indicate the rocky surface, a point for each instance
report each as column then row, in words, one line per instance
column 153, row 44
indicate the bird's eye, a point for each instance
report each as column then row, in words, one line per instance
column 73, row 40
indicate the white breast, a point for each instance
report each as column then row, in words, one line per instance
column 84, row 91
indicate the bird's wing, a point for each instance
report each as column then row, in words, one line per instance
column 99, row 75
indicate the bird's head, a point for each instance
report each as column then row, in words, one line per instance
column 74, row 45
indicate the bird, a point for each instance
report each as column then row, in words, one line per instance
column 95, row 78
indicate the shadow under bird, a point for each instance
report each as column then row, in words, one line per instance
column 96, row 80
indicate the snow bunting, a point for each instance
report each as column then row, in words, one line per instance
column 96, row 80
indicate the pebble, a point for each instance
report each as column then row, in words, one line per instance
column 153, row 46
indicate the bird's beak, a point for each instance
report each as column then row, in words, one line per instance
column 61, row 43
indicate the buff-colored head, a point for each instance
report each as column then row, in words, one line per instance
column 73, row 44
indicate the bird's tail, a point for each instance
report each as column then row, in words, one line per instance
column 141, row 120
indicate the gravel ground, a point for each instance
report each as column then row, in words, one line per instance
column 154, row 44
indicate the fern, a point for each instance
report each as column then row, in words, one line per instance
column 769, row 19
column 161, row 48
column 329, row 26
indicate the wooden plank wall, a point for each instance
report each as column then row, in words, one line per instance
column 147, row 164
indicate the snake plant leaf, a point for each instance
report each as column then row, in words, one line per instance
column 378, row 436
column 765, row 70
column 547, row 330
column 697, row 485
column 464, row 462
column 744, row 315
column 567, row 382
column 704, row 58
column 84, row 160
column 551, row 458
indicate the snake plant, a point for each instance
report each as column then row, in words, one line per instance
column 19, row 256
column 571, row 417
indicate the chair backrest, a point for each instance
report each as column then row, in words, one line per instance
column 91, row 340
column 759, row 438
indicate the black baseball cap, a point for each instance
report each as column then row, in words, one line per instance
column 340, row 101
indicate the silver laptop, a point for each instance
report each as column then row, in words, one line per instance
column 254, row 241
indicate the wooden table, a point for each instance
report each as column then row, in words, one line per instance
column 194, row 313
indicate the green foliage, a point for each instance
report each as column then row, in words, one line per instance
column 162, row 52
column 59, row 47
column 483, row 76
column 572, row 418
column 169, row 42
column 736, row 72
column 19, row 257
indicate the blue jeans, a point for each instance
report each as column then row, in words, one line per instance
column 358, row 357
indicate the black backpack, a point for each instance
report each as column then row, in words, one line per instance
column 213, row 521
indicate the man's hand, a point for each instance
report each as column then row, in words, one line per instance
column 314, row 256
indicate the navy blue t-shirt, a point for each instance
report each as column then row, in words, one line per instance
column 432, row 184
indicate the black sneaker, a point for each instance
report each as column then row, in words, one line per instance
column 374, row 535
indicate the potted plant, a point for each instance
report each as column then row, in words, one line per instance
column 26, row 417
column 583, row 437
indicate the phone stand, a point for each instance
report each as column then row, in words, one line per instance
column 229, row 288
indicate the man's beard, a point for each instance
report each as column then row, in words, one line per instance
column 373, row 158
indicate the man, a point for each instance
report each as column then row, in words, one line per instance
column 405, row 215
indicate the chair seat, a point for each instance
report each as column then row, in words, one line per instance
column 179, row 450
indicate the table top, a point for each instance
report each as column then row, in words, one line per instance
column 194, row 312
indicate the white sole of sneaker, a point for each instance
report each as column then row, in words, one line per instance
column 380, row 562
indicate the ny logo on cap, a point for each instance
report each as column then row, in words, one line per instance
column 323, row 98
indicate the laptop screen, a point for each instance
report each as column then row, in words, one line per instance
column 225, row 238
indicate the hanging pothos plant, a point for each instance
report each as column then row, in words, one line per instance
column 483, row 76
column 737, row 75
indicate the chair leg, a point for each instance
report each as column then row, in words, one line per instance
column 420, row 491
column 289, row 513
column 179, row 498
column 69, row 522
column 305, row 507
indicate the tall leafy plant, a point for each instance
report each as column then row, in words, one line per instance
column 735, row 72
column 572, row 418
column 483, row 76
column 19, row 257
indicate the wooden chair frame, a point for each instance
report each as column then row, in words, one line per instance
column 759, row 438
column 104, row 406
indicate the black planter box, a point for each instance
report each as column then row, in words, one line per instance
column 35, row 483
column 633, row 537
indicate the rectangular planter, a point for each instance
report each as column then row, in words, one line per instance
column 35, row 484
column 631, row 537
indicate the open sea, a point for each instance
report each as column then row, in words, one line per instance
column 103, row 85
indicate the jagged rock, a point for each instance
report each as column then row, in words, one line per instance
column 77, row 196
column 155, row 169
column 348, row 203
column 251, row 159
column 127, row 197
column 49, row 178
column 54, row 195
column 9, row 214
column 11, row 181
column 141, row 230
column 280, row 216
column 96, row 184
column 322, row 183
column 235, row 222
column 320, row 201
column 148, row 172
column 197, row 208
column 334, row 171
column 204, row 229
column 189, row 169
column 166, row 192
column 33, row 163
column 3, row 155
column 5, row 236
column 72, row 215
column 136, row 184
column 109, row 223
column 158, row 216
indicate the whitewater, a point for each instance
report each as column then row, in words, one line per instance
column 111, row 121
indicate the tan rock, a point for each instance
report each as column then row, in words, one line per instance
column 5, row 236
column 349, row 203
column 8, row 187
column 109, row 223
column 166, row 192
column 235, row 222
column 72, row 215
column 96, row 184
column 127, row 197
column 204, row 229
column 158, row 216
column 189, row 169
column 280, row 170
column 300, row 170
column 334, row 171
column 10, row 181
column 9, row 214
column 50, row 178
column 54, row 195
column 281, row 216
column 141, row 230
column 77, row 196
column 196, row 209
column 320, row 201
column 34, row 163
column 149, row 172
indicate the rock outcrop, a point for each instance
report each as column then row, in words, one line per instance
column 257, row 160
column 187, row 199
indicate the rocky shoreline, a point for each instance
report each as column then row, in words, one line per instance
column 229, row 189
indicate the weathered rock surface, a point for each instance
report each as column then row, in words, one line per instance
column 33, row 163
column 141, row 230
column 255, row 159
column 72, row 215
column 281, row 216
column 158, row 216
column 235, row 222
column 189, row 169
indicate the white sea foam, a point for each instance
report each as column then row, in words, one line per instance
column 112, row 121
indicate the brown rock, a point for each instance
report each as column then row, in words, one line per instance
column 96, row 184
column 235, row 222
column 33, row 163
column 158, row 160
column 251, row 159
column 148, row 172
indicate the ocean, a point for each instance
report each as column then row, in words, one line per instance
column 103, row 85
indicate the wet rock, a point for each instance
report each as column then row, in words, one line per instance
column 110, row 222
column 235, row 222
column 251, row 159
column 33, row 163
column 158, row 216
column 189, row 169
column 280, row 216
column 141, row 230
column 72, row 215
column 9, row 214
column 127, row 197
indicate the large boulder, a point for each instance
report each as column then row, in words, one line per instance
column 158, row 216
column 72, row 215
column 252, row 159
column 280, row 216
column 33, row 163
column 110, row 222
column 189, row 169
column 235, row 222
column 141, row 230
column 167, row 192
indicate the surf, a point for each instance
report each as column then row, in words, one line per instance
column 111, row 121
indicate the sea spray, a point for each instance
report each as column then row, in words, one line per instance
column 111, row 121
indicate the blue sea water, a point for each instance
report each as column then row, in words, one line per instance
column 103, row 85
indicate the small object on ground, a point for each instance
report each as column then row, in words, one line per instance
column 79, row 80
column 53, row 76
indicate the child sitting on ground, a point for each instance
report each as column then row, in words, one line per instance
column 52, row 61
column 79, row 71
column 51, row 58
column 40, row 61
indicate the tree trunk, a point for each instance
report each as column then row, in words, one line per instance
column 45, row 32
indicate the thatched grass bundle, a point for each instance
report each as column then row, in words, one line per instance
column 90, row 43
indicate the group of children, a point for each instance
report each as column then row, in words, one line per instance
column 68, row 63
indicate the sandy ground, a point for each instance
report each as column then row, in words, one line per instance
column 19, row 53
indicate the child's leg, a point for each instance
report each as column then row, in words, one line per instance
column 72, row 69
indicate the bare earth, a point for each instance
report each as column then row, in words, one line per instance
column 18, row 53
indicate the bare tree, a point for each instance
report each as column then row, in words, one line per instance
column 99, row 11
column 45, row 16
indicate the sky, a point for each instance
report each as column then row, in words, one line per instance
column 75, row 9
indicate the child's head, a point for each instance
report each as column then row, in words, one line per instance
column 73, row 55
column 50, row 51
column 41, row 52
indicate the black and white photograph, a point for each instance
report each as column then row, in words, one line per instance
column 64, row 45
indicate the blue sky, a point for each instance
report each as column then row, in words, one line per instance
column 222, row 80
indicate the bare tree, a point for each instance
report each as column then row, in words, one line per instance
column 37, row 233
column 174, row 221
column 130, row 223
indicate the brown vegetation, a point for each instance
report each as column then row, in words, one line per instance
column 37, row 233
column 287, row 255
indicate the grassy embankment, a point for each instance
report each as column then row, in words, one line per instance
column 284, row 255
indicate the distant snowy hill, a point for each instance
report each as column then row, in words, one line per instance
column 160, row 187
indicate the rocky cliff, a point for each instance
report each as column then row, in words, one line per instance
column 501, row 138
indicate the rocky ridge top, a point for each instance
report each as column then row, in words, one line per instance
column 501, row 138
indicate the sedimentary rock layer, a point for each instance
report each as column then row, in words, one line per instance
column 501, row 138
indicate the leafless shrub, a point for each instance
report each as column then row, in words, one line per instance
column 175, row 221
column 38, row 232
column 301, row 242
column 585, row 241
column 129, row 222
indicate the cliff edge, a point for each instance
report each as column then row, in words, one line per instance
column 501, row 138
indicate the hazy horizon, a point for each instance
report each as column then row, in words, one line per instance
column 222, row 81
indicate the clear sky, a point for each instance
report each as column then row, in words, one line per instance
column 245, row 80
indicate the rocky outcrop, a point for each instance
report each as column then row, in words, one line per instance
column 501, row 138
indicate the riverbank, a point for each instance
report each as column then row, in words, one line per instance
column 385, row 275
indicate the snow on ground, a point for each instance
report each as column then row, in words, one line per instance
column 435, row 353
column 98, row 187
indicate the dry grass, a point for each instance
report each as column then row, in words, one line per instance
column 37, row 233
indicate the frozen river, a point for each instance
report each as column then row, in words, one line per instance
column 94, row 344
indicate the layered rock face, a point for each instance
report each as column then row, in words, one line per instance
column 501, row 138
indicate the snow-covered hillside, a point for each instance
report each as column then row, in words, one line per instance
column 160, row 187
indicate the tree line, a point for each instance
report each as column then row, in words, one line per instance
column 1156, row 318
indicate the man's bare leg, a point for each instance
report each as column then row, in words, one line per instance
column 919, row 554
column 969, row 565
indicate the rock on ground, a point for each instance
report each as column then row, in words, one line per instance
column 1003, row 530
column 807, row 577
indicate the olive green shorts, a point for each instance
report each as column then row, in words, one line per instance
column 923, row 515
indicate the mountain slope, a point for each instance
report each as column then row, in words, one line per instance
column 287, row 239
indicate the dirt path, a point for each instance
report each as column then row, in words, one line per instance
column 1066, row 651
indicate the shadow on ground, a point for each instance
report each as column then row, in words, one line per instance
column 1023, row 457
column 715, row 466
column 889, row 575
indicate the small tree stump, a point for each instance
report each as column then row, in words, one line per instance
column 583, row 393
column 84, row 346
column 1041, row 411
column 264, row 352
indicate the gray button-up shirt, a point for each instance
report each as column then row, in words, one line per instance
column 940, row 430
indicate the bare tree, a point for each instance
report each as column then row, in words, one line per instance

* EXERCISE INSTRUCTIONS: Please reproduce, word for word, the lines above from the line containing "indicate the child sitting" up to and including the line containing "column 72, row 69".

* TASK ANSWER:
indicate the child sitting on ground, a point for each instance
report each as column then row, in words, one line per instance
column 52, row 61
column 79, row 71
column 51, row 58
column 40, row 61
indicate the tree trunk, a point for each instance
report each as column then row, in words, one line per instance
column 45, row 32
indicate the thatched grass bundle, a point for each instance
report each as column then row, in words, one line per instance
column 90, row 43
indicate the group of children, a point for each instance
report each as column then row, in words, one line per instance
column 68, row 63
indicate the sandy ground, a point for each instance
report each as column then row, in words, one line per instance
column 19, row 53
indicate the child's leg, a point for each instance
report each as column then row, in words, one line per instance
column 72, row 69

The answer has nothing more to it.